Christa Faust Dishes the Goods on Bad Mother

A woman smiles while putting up bloodstained laundry on a clothesline

In my review of Bad Mother #1, we meet April Walters who is a bad mother in so much as she loves her children and her husband and wants what’s best for them, even if that means putting her own hopes and dreams on the sidelines. With a life that’s down in the dumps, Christa Faust writes your typical suburban mom going through the motions — until her daughter, Taylor, is kidnapped and April discovers that there are some very bad things going on in her seemingly normal home town. Here, Faust takes a few moments to chat about Bad Mother, the five-part mini series from AWA Studios.

The elevator pitch for Bad Mother is a Walter White-esque suburban mom becomes Frank Castle to save her daughter from a crime syndicate. Having read the first two issues, it’s clear that there is far more depth that you want to bring to this crime thriller. Working from Axel Alonso’s original concept, what concepts did you bring to the table as you began to shape the project?

The most important thing for me going into this project was to avoid what I like to call the Sad Daddy cliché. In other words, a woman or girl is kidnapped/raped/killed and a man (often her father or a father-like figure) feels feelings about it. The victim is merely a pretty catalyst that gives the lone wolf hero a reason to learn kung fu and kick ass. Because this is such a pervasive archetype, I didn’t want to just do a simple, gender-flipped Sad Mommy story. I really wanted the character of Taylor, the teenage daughter, to have agency and be actively working to enable her own rescue.

Exercise tasks:
**a)** According to the Bad Mother interview, which studio is releasing the five-part mini series?
**b)** Please write a continuation of the Bad Mother interview, picking up right after its final sentence.
The items play no part in what you are asked to do here.

Extracted data:
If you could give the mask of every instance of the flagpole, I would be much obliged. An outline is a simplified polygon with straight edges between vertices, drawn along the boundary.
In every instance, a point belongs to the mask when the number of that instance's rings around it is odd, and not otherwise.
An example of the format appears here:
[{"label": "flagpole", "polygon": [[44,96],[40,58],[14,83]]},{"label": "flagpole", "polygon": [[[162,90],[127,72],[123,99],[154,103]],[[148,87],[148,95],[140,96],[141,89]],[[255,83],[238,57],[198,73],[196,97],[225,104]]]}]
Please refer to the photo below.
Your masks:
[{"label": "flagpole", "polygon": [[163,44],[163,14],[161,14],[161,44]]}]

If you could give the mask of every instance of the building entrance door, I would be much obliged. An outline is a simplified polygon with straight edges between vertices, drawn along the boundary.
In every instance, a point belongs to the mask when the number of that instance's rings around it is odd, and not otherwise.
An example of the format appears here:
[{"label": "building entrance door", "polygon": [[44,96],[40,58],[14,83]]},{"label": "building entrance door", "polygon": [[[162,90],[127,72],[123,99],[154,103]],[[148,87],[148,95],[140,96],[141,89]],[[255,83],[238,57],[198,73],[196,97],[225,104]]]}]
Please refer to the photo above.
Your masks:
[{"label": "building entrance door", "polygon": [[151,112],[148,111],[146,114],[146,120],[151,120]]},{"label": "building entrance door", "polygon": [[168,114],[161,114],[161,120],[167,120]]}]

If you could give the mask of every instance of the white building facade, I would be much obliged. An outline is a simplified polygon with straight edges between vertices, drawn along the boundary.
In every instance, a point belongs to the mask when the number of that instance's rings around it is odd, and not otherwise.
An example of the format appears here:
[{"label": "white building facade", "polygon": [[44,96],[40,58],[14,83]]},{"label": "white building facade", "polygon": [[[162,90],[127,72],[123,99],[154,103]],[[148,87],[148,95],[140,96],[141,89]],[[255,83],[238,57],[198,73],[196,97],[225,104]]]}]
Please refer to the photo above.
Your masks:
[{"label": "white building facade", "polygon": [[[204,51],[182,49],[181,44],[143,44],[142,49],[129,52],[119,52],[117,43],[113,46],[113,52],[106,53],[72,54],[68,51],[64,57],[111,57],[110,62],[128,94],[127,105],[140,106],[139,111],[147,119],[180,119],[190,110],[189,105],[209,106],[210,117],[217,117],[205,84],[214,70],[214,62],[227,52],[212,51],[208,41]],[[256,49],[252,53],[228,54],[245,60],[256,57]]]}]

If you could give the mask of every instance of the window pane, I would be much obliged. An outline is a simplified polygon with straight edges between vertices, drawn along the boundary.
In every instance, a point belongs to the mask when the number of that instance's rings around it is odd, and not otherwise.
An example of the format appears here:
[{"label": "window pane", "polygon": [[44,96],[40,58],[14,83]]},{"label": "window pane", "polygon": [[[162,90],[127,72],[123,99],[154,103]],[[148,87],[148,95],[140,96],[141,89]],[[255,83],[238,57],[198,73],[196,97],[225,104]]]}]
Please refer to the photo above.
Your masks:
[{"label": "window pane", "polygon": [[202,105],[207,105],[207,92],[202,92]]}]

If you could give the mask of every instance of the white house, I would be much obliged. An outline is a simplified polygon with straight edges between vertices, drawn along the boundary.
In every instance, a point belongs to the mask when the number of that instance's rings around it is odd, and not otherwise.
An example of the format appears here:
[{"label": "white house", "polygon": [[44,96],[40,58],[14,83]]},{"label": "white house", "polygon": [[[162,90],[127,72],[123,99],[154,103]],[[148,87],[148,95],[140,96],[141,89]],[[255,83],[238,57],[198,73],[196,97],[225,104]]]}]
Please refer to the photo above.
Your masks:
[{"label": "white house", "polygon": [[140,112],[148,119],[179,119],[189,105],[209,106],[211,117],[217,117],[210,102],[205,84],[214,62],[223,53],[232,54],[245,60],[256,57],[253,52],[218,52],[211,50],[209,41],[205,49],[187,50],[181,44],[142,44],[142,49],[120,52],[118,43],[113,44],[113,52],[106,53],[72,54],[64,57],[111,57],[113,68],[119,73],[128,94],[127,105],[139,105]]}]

Answer section:
**a)** AWA Studios.

**b)**
I was also very attracted to the idea of a heroine with no prior combat skills who doesn’t need to become masculine in order to beat her adversaries. She’s able to use skills she already has, traditionally female skills that are often taken for granted in a society that puts very little value on homemaking and the never-ending emotional labor of raising a family. I like to joke that if April can pull off a successful birthday party for a dozen nine-year-olds with a wide range of complicated food allergies and esoteric parental requirements, staying one step ahead of a homicidal crime Queenpin is a walk in the playground.

Presumably, you haven’t personally been messing with a crime syndicate…, but how relatable is April to your own experience?

To be honest, I relate more to messing with a crime syndicate than being a suburban soccer mom. I’m child-free by choice and have lived a pretty wild life by conventional standards. That being said, I’m also a 51 year old woman living in our ferociously youth-obsessed culture. I’m fascinated by the way that women seem to disappear as we age, and how in April’s case that invisibility could also be a kind of superpower. It means a lot to me personally to be part of centering an older female character in the greater pop culture narrative. And I do think a lot of women will relate to her.

Describe your back and forth process with Mike Deodato Jr. Were you involved in the character design?

No, there wasn’t really any direct back and forth on this project and I didn’t have much of anything to do with character design. My only suggestion was that the cop character Elkland look like “a younger Stellan Skarsgård playing the perpetually annoyed high school principal in teen movie.” Which, uncannily, he kind of does.

Cell phones are an integral part of our lives now and you don’t shy away from making use of them to their fullest in this series. Why was it important to you to tell so much of the story in this way?

We wanted everything to feel as real and normal and mundane as possible. Like most of us, April’s day-to-day existence is one in which cell phones play an integral role. It made sense to take advantage of that and use it in the construction of the story.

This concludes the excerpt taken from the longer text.